:: Data to process ::

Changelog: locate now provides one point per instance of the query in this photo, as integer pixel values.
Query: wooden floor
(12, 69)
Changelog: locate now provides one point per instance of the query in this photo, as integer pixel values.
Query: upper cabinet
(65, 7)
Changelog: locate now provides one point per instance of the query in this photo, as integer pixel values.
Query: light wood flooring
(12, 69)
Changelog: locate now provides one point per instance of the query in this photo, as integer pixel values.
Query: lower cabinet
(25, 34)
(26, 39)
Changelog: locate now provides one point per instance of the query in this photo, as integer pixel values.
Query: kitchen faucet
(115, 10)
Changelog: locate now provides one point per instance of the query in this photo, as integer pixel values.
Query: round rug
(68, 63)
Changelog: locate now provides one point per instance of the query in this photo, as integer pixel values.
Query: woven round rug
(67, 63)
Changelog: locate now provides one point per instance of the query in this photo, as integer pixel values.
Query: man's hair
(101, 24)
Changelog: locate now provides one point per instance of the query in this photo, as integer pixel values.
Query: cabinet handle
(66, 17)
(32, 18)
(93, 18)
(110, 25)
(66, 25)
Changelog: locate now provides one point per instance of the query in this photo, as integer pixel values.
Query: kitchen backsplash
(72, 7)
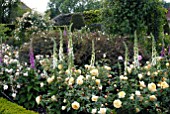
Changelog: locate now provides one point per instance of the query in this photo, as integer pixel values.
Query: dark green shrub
(82, 43)
(123, 17)
(7, 107)
(77, 20)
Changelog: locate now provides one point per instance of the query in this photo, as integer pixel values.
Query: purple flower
(169, 50)
(139, 57)
(64, 33)
(163, 51)
(0, 57)
(32, 59)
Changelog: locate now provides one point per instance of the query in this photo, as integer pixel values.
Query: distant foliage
(123, 17)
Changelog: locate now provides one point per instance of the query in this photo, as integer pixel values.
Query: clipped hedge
(7, 107)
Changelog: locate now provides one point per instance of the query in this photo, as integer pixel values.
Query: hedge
(7, 107)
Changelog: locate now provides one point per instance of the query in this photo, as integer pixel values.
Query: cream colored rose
(152, 87)
(102, 111)
(38, 99)
(121, 94)
(94, 72)
(164, 85)
(117, 103)
(142, 84)
(94, 111)
(60, 66)
(75, 105)
(79, 81)
(152, 98)
(107, 68)
(50, 79)
(94, 98)
(97, 81)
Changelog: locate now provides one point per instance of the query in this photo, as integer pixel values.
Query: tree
(57, 7)
(123, 17)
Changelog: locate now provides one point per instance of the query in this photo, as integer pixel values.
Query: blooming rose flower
(60, 66)
(38, 99)
(121, 94)
(71, 81)
(94, 98)
(152, 98)
(53, 98)
(140, 76)
(5, 87)
(137, 93)
(63, 107)
(75, 105)
(152, 87)
(102, 111)
(50, 79)
(142, 84)
(117, 103)
(94, 111)
(79, 81)
(94, 72)
(107, 68)
(164, 85)
(97, 81)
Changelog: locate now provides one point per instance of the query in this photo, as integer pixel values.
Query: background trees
(126, 16)
(57, 7)
(10, 9)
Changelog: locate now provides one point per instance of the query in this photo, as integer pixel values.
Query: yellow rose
(94, 98)
(97, 81)
(152, 98)
(94, 72)
(75, 105)
(164, 85)
(117, 103)
(152, 87)
(121, 94)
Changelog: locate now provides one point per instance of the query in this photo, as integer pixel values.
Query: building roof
(168, 14)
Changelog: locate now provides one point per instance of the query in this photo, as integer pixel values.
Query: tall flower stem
(93, 54)
(61, 54)
(70, 52)
(55, 59)
(31, 55)
(136, 51)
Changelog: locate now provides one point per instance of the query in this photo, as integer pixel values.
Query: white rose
(75, 105)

:::

## What to produce
Print out every entry above without changing a word, and leave out the pictures.

## Finished task
Changelog: locate now provides one point per instance of the query in this photo, as integer pixel values.
Query: wooden floor
(12, 69)
Changelog: locate now provides one point per instance of the query in this photo, as integer pixel values.
Query: upper cabinet
(65, 7)
Changelog: locate now provides one point per instance of the query in this photo, as integer pixel values.
Query: light wood flooring
(12, 69)
Changelog: locate now provides one point per instance of the query in this photo, as integer pixel values.
Query: lower cabinet
(25, 34)
(26, 39)
Changelog: locate now provides one point per instance of the query in this photo, as integer pixel values.
Query: kitchen faucet
(115, 10)
Changelog: locate now provides one point per instance of the query in this photo, as integer pixel values.
Query: round rug
(68, 63)
Changelog: locate now provides one point per instance of the query in this photo, as integer pixel values.
Query: woven round rug
(67, 63)
Changelog: locate now provides one point per instance of the query in this photo, as integer pixel values.
Query: man's hair
(101, 24)
Changelog: locate now provides one point per instance of the query in this photo, as integer pixel values.
Query: cabinet handle
(66, 17)
(32, 18)
(93, 18)
(110, 25)
(66, 25)
Changelog: locate now provides one point per instance of the query in this photo, as integer pixel values.
Query: kitchen backsplash
(72, 7)
Changelog: locate now provides one point per instance of the query in this photo, as integer pixel values.
Query: dark green shrub
(82, 43)
(123, 17)
(7, 107)
(77, 20)
Changelog: locate now provides one point per instance of the query in this photo, as integer pixel values.
Query: purple flower
(169, 50)
(139, 57)
(64, 33)
(163, 51)
(0, 57)
(32, 59)
Changelog: locate now provides one point per instance of the query in this photo, as integer pixel values.
Query: distant foliage
(123, 17)
Changelog: locate now provides one point per instance of the query in this photo, as integer pixel values.
Query: clipped hedge
(7, 107)
Changelog: locate now provides one point per instance of the query in this photo, as integer pixel values.
Query: hedge
(7, 107)
Changelog: locate now provides one point per instance of the query in this photo, as integer pixel values.
Query: cream colored rose
(152, 87)
(102, 111)
(38, 99)
(121, 94)
(94, 72)
(164, 85)
(117, 103)
(142, 84)
(94, 111)
(60, 66)
(75, 105)
(79, 81)
(152, 98)
(107, 68)
(50, 79)
(94, 98)
(97, 81)
Changelog: locate now provides one point per instance of the query in this photo, as integer pixel values.
Query: tree
(57, 7)
(123, 17)
Changelog: locate now provides one point per instance of the query in this photo, as integer pixel values.
Query: blooming rose flower
(60, 66)
(38, 99)
(121, 94)
(71, 81)
(94, 98)
(152, 98)
(53, 98)
(140, 76)
(5, 87)
(137, 93)
(63, 107)
(75, 105)
(152, 87)
(102, 111)
(50, 79)
(142, 84)
(117, 103)
(94, 111)
(79, 81)
(94, 72)
(107, 68)
(164, 85)
(97, 81)
Changelog: locate now provides one point per instance of the query in this photo, as integer pixel values.
Query: background trees
(126, 16)
(57, 7)
(10, 9)
Changelog: locate now provides one point per instance of the query in this photo, as integer pixel values.
Query: yellow rose
(94, 98)
(97, 81)
(152, 98)
(94, 72)
(75, 105)
(164, 85)
(117, 103)
(152, 87)
(121, 94)
Changelog: locate now provides one point per instance of the query in this photo, as integer pixel values.
Query: building roof
(168, 14)
Changelog: locate now provides one point per instance of the query in this photo, as integer pixel values.
Query: tall flower stem
(93, 54)
(61, 54)
(70, 52)
(55, 59)
(31, 55)
(136, 51)
Changelog: locate now provides one point per instance of the query in this photo, as integer pixel values.
Query: white rose
(75, 105)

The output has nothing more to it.